Give back the entries in full, exactly as they are written.

Natural language region descriptions:
------------------------------------------------
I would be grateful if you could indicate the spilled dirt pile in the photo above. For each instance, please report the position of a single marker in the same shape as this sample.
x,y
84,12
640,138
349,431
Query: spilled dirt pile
------------------------------------------------
__Written solution__
I would be grateful if you could indicate the spilled dirt pile in the photo above. For each instance, please report the position of a single marker in the same shape as this sample.
x,y
84,12
640,138
349,431
Query: spilled dirt pile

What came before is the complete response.